Extrait de page:
Tu te souviendras de moi - ph S ONeillIsabelle (Marie-Hélène Thibeaut), elle, a trop de travail et trop de souvenirs qu’elle ne veut pas affronter pour s’occuper de son père. Il reviendra donc à son nouveau conjoint Patrick (Claude Despins) de prendre soin de l’homme à la mémoire déficiente et à sa fille Bérénice qui sera une des seules à parvenir à pénétrer la mémoire vacillante d’Édouard.

On aperçoit sur les murs en bois de la maison les traces laissées par de vieux cadres disparus; de ces anciennes toiles ne reste plus qu’un pâle reflet.

À l’image des souvenirs du vieux professeur, on y devine leur présence lointaine dont aujourd’hui on ne peut qu’apercevoir le contour de ces images du passé. Par ce détail tout en subtilité, la scénographie de Patricia Ruel vient appuyer avec délicatesse et poésie le propos de la pièce du temps qui passe et de la peur d’être oublié.

Données:
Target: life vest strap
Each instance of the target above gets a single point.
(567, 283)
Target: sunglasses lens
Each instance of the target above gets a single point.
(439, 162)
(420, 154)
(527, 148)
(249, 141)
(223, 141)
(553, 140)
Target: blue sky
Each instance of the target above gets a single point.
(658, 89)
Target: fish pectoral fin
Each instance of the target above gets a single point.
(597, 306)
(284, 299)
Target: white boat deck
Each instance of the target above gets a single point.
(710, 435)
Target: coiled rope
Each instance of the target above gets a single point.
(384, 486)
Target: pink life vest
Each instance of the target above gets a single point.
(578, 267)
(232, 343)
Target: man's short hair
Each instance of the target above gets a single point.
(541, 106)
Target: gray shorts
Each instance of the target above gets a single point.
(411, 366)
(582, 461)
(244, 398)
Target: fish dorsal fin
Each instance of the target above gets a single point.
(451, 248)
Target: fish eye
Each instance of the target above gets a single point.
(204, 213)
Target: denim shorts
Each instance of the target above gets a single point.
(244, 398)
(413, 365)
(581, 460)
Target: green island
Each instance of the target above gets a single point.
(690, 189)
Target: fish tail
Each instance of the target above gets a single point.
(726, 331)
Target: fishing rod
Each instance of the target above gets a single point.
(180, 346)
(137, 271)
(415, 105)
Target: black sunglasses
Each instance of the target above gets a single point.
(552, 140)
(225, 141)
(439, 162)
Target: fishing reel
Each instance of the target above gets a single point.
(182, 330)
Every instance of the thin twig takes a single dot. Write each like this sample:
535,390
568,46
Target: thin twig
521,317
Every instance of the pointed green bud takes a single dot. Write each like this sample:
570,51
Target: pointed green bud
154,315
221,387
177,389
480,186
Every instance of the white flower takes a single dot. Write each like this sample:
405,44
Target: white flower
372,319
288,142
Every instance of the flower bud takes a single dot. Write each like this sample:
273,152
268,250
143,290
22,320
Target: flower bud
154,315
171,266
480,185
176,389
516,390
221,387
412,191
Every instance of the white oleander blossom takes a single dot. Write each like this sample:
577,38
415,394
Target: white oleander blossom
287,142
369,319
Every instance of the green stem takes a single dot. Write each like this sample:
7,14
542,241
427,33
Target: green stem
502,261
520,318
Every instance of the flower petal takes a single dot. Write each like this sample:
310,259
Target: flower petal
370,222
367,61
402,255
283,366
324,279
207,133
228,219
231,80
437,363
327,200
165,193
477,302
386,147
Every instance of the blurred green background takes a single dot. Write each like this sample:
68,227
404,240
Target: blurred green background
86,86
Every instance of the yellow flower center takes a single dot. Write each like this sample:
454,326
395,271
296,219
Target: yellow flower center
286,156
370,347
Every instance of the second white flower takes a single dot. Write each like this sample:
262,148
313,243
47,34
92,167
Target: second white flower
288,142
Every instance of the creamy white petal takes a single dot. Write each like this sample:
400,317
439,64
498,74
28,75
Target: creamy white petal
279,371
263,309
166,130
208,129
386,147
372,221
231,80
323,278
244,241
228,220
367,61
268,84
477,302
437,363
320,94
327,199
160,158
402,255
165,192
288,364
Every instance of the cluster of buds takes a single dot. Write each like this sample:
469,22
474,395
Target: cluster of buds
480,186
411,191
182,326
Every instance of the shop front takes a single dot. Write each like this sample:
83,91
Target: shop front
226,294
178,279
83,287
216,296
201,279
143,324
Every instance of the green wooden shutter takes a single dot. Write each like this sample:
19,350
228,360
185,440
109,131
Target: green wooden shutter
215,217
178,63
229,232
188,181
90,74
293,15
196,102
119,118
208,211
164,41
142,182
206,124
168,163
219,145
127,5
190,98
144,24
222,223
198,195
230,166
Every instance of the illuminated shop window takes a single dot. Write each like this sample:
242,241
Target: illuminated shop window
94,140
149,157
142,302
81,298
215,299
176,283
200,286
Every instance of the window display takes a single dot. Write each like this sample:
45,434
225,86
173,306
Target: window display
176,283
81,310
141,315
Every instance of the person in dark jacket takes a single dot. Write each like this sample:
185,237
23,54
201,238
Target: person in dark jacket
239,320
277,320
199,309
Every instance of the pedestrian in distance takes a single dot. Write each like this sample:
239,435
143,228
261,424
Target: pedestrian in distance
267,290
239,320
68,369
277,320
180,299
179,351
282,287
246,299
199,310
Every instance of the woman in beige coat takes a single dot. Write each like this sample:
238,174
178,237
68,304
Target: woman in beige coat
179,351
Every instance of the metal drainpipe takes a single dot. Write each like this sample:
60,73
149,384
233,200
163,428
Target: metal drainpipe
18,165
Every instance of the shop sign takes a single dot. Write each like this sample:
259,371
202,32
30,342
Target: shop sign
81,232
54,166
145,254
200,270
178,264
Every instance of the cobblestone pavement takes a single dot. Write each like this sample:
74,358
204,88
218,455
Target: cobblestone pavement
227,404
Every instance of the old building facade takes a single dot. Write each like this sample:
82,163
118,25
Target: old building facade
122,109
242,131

Exercice:
Dans l'extrait, qui s'occupe de la scénographie de la pièce ? Répondez uniquement à partir de l'extrait.

Corrigé:
Patricia Ruel.